BEGIN Material for this exercise

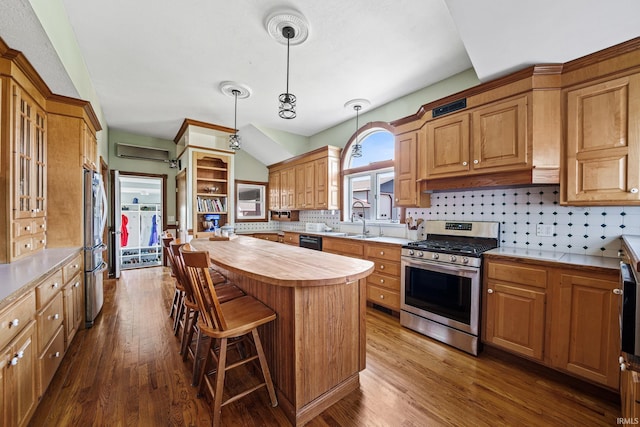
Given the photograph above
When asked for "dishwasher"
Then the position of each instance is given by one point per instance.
(311, 242)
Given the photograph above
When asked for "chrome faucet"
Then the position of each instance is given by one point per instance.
(361, 217)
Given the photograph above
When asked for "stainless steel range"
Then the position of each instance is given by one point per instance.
(441, 278)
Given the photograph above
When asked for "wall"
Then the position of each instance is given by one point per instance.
(145, 167)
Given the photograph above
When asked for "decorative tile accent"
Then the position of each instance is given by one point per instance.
(581, 230)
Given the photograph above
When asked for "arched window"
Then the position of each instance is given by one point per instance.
(369, 179)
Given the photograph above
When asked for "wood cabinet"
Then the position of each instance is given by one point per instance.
(73, 299)
(406, 186)
(563, 316)
(383, 285)
(23, 165)
(487, 139)
(309, 181)
(515, 308)
(18, 368)
(602, 153)
(585, 331)
(71, 122)
(211, 187)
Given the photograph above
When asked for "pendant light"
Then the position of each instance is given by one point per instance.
(357, 105)
(287, 100)
(234, 140)
(240, 91)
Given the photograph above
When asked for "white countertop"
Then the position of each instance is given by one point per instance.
(560, 257)
(15, 277)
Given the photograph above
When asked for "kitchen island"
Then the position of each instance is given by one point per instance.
(317, 345)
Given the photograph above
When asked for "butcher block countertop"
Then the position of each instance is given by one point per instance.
(283, 265)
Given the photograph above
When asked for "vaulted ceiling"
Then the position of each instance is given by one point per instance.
(155, 62)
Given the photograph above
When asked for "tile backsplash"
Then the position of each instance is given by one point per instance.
(593, 230)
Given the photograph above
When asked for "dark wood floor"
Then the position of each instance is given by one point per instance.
(126, 371)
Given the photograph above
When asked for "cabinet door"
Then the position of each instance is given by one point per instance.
(515, 318)
(274, 191)
(447, 146)
(30, 157)
(500, 136)
(588, 332)
(603, 142)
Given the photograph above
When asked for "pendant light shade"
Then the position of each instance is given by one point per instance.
(287, 109)
(236, 90)
(234, 140)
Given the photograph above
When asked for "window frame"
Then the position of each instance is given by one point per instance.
(372, 169)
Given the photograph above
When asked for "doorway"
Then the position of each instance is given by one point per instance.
(139, 220)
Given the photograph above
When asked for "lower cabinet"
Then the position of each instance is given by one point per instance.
(18, 378)
(563, 317)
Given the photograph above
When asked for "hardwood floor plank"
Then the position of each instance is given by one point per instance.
(126, 371)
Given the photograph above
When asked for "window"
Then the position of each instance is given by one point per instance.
(369, 180)
(250, 201)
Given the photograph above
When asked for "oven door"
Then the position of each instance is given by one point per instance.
(445, 293)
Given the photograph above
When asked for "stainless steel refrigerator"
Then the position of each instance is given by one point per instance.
(95, 218)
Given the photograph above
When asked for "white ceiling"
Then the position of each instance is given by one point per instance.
(155, 62)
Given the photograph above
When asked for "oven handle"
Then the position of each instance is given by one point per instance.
(440, 267)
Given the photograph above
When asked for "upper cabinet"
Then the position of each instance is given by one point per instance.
(23, 159)
(505, 132)
(309, 181)
(406, 185)
(602, 152)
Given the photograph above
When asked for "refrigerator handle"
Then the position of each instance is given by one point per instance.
(105, 210)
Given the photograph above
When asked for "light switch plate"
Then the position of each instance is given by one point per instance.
(544, 230)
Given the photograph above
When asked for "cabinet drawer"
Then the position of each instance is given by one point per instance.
(48, 288)
(514, 274)
(385, 297)
(49, 320)
(50, 360)
(22, 246)
(387, 267)
(385, 281)
(390, 253)
(71, 268)
(15, 317)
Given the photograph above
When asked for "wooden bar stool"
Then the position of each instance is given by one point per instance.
(189, 313)
(238, 318)
(167, 238)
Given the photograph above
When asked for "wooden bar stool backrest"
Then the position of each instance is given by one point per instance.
(197, 268)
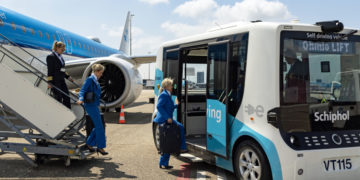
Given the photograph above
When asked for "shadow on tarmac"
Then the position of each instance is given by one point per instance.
(95, 168)
(130, 118)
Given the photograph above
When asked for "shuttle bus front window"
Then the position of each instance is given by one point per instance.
(318, 96)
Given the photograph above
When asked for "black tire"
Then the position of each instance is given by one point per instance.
(254, 162)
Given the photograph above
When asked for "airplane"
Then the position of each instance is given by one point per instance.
(121, 82)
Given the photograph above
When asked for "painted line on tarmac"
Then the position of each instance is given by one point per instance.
(201, 175)
(184, 173)
(220, 174)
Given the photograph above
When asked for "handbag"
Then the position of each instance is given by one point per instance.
(89, 96)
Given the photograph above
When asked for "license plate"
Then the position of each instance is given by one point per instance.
(343, 164)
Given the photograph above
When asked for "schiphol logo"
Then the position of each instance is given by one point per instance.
(214, 114)
(332, 116)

END Material for this exercise

Given request:
Copy every entry word for word, but omit the pictures.

Reply to the exercise:
Given the photograph above
When asked for "dishwasher"
Then the position of each instance is given by one point per instance.
(311, 242)
Given the photograph above
When asked for "chrome faucet"
Then the position of each instance is given by one point per instance.
(361, 217)
Given the photograph above
When asked for "stainless steel range"
Then the position of each instance is given by one point per instance.
(441, 278)
Given the photograph above
When asked for "wall"
Then the position of each instance is given by one point per instance.
(145, 167)
Given the photograph above
When asked for "decorative tile accent"
Then the position of each instance is given by one point per instance.
(581, 230)
Given the photograph above
When asked for "arched window"
Then the position of each instance is given by one point per instance.
(369, 179)
Given the photograph above
When asked for "wood cabinet"
Then the position of each instance is given by one point per instance.
(73, 299)
(406, 186)
(563, 316)
(383, 285)
(23, 165)
(487, 139)
(309, 181)
(515, 308)
(18, 368)
(602, 153)
(585, 331)
(71, 122)
(211, 187)
Given the photograph above
When asked for "pendant light"
Then the position of each instance is given by one point per instance.
(357, 105)
(287, 100)
(234, 140)
(240, 91)
Given the photograph above
When asked for "white countertop"
Then the position of each instance is given by one point per instance.
(560, 257)
(15, 277)
Given the photograph above
When asked for "kitchen island"
Then the position of each instance is given by one point per instance.
(317, 345)
Given the photograph above
When asked for "butcher block countertop"
Then the position of each instance is given by one point per instance.
(283, 265)
Given the photograph above
When asked for "vaulted ceiling"
Then the position of each instance is given by one point per instance.
(155, 62)
Given the photograph above
When asked for "tile backsplash"
Then the position of each instance is given by one point per instance.
(593, 230)
Given the photograph above
When asked for "dark wood floor"
Then the position of each instance is given by one point per instance.
(126, 371)
Given the photograph above
When asked for "cabinet door"
Then the position of each instance is given by one point per instance.
(515, 318)
(274, 191)
(447, 146)
(30, 157)
(500, 136)
(588, 332)
(603, 142)
Given the photograph above
When asked for "pendant light shade"
Then the position of each instance is given by one point per instance.
(287, 109)
(236, 90)
(234, 140)
Given the photograph above
When asked for "window frame"
Then the position of each instance is given by one point per instance.
(372, 169)
Given the photograph above
When asked for "doorway"
Then the position of each instance is given by one point per instance.
(139, 220)
Given the photograph above
When asked for "lower cabinet"
Then the position of each instance is given by one point per instance.
(18, 378)
(563, 317)
Given the photograph above
When asked for "hardwood floor plank"
Then the position of each instance is given by one point per instance.
(126, 371)
Given the photograph above
When asked for "window"
Then the position of each instance is given by one point per instance.
(369, 180)
(250, 201)
Given the photograph above
When asked for "oven door"
Then the position of each instance is given by one point per instance.
(445, 293)
Given the photograph above
When asked for "stainless steel refrigerator"
Then the position of each instance is given by one point per instance.
(95, 218)
Given the photograph above
When asked for "white ceiling"
Then the position of each instance is given by one point per instance.
(155, 62)
Given the photograph above
When asked for "oven handle"
Then the position of each instance is given by one point per instance.
(440, 267)
Given the photograph above
When asked for "upper cabinet"
Then the position of each instance is given by one point per instance.
(23, 159)
(505, 132)
(309, 181)
(406, 185)
(602, 152)
Given the photograph above
When asked for "refrigerator handle"
Then the position of each instance is given by one point per instance.
(105, 210)
Given the photograph above
When asked for "light switch plate"
Then the position of each instance is given by one point per instance.
(544, 230)
Given the photograph above
When asked for "cabinet drawer"
Then the position of each instance is given by one point per instance.
(48, 288)
(514, 274)
(385, 297)
(49, 320)
(50, 360)
(22, 246)
(387, 267)
(385, 281)
(390, 253)
(71, 268)
(15, 317)
Given the photograph above
When asked for "wooden bar stool"
Then the position of each instance is given by one point per instance.
(189, 313)
(238, 318)
(167, 238)
Given the photograph above
When asked for "wooden bar stool backrest"
Then the position of each instance is given by one point per instance.
(197, 268)
Given the photograph above
When asked for "shadow on tarmac"
Then the position of each instance is given by one point per instance.
(95, 168)
(130, 118)
Given the photograph above
When asked for "shuttle bus front window"
Then the position of each instance is given by one point per instance.
(318, 96)
Given the photograph above
When asked for "black tire"
Then the position of each instance is given by one point per instance.
(254, 162)
Given the photograph above
When asked for "airplane"
Then the position of each instance is given by one point per instance.
(121, 82)
Given the photograph above
When asked for "painted line on tarmac"
Then the position of each instance is given by one point per instance.
(201, 175)
(184, 173)
(220, 174)
Given the photograph above
When asked for "handbag"
Then the position of each instance is given by one point per instance.
(89, 96)
Given the photograph above
When asked for "license plate"
Then the position of each instance is given by one point per instance.
(343, 164)
Given the photograph above
When asked for "schiphol logo"
Then the position of each instance is given by one point per instance.
(214, 114)
(332, 116)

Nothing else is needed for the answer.